SET TASK
Copy out every one of the following rows word for word, with no changes.

MATERIALS PROVIDED
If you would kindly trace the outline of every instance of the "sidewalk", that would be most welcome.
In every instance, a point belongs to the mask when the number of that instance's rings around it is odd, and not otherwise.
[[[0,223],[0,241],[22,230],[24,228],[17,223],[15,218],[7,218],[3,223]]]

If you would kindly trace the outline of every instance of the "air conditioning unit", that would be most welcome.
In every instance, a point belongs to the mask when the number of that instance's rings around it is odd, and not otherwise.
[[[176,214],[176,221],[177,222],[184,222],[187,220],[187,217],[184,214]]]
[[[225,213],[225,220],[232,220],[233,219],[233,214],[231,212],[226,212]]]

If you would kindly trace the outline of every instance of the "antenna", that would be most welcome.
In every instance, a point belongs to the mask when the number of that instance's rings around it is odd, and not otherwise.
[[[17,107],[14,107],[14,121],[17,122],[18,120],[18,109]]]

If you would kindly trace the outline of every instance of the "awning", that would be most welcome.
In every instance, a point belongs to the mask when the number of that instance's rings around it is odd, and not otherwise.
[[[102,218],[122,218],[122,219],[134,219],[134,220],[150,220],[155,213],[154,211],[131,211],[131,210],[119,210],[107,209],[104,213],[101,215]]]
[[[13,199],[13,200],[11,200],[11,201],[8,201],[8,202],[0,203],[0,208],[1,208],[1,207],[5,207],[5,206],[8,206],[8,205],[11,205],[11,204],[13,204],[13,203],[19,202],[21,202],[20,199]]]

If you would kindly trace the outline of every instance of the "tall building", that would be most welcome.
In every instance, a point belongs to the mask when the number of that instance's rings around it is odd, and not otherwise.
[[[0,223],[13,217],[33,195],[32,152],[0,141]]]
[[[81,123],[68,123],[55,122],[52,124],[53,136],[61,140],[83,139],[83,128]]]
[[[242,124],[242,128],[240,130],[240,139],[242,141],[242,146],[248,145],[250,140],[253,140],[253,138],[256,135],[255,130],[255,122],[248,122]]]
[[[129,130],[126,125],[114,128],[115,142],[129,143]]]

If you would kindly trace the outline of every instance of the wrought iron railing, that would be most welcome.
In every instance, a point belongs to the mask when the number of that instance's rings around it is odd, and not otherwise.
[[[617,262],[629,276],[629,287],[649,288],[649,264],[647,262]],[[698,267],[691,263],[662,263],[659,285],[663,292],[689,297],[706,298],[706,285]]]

SOLVED PROBLEM
If you would kindly trace the outline of every instance of the "sidewalk", that would be most welcome.
In every instance, a point belongs to the mask when the number of that instance's rings around it is odd, and not otherwise.
[[[0,223],[0,241],[22,230],[24,228],[17,223],[15,218],[7,218],[3,223]]]

If you would kindly trace the outline of every instance of the "air conditioning unit", that would be most welcome.
In every instance, a point belongs to the mask when the number of that instance's rings around it is odd, and not otherwise.
[[[176,214],[176,221],[177,222],[184,222],[187,220],[187,217],[184,214]]]
[[[225,213],[225,220],[232,220],[233,219],[233,214],[231,212],[226,212]]]

If you would kindly trace the outline of every instance of the "antenna", that would be most welcome.
In every instance, a point belongs to the mask when the number of that instance's rings around it is odd, and not otherwise.
[[[17,107],[14,107],[14,121],[17,122],[18,120],[18,109]]]

If you would kindly trace the outline of every instance of the "awning", that would be most welcome.
In every instance, a point belongs to the mask when the number of that instance's rings around it is odd, and not otherwise.
[[[102,218],[122,218],[122,219],[134,219],[134,220],[150,220],[155,213],[154,211],[131,211],[131,210],[119,210],[107,209],[104,213],[101,215]]]
[[[13,199],[13,200],[11,200],[11,201],[8,201],[8,202],[0,203],[0,208],[1,208],[1,207],[5,207],[5,206],[8,206],[8,205],[11,205],[11,204],[13,204],[13,203],[19,202],[21,202],[20,199]]]

If you would kindly trace the outline of every instance of the "tall building", that would be most welcome.
In every instance, a point belongs to the mask when the number of that instance's rings around it is odd, and not otherwise.
[[[0,223],[13,217],[33,195],[32,152],[0,141]]]
[[[81,123],[68,123],[55,122],[52,124],[53,136],[61,140],[83,139],[83,128]]]
[[[242,124],[242,128],[240,130],[240,139],[242,141],[242,146],[248,145],[250,140],[253,140],[253,138],[256,135],[255,130],[255,122],[248,122]]]
[[[129,130],[126,125],[114,128],[115,142],[129,143]]]

If you would kindly trace the outline of every instance of the wrought iron railing, that would be most welcome.
In every instance, a point belongs to the mask when the number of that instance's rings around it is odd, and not otherwise.
[[[617,262],[629,276],[629,287],[649,288],[649,264],[647,262]],[[698,267],[691,263],[662,263],[659,285],[663,292],[689,297],[706,298],[706,285]]]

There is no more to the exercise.